— begin Entries provided —

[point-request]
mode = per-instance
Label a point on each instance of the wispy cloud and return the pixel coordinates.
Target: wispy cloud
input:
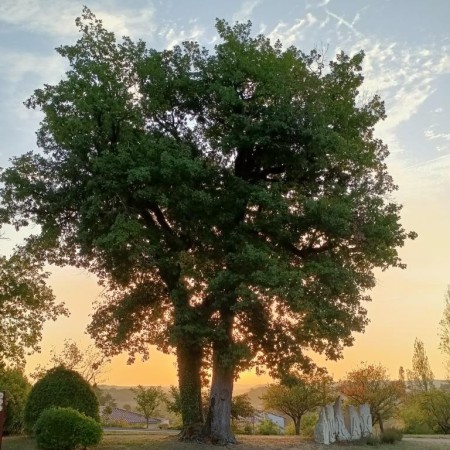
(431, 135)
(290, 35)
(57, 19)
(173, 34)
(246, 10)
(342, 21)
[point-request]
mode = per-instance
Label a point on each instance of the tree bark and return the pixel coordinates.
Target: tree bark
(217, 428)
(380, 423)
(297, 426)
(189, 359)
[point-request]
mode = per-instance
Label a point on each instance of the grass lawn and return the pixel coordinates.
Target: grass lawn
(147, 441)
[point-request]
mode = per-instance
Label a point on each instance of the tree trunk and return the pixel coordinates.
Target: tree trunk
(217, 428)
(380, 423)
(297, 426)
(189, 359)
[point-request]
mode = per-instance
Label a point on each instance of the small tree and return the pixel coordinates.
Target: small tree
(148, 399)
(173, 400)
(420, 378)
(298, 394)
(371, 384)
(241, 406)
(17, 387)
(66, 429)
(444, 332)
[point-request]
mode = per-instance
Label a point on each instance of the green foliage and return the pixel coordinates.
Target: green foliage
(235, 199)
(173, 400)
(66, 429)
(420, 378)
(391, 436)
(60, 387)
(89, 362)
(414, 417)
(435, 406)
(371, 384)
(26, 302)
(241, 407)
(267, 427)
(148, 399)
(17, 388)
(302, 393)
(444, 331)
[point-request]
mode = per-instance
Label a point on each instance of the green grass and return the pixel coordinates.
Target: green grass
(146, 441)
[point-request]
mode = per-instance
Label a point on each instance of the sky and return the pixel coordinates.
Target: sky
(407, 47)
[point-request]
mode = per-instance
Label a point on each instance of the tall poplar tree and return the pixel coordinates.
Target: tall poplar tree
(235, 202)
(420, 377)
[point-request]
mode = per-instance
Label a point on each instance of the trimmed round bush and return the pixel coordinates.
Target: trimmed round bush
(64, 388)
(17, 387)
(66, 429)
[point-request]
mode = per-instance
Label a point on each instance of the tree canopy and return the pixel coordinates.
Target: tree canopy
(148, 399)
(298, 395)
(420, 377)
(371, 384)
(235, 202)
(89, 362)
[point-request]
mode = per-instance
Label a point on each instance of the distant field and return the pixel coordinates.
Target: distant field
(145, 441)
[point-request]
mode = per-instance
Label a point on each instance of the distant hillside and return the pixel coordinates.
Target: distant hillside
(124, 396)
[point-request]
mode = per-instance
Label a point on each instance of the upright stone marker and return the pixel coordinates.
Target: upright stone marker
(2, 414)
(322, 430)
(366, 420)
(342, 433)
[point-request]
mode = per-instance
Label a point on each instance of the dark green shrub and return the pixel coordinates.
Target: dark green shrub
(267, 427)
(64, 388)
(66, 429)
(391, 435)
(17, 388)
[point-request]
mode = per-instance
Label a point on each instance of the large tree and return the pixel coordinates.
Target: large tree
(298, 395)
(371, 384)
(234, 202)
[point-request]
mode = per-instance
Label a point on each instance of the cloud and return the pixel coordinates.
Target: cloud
(290, 35)
(341, 21)
(173, 34)
(404, 76)
(431, 135)
(57, 18)
(245, 11)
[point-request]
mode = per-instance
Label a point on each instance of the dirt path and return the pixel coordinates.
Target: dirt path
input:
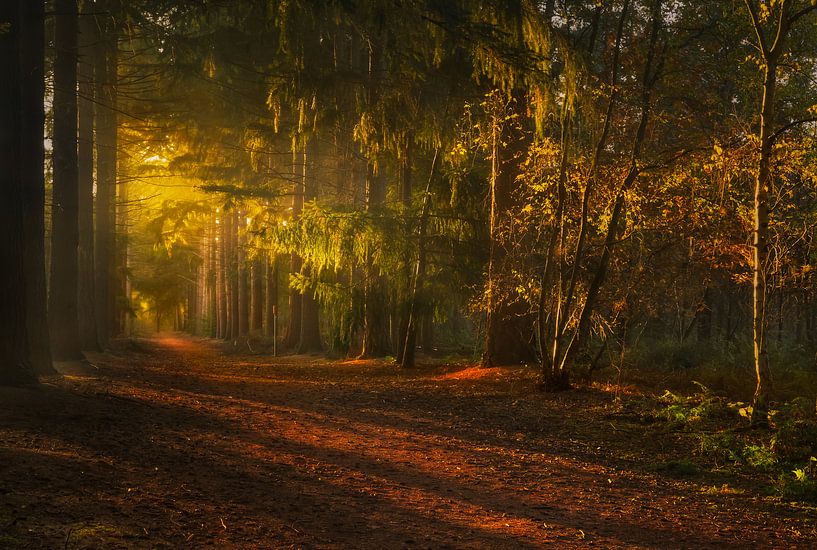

— end Entries provided —

What the task requires: Count the lines in the material above that contain the string "distant", and reply with only the number.

Exercise solution: 4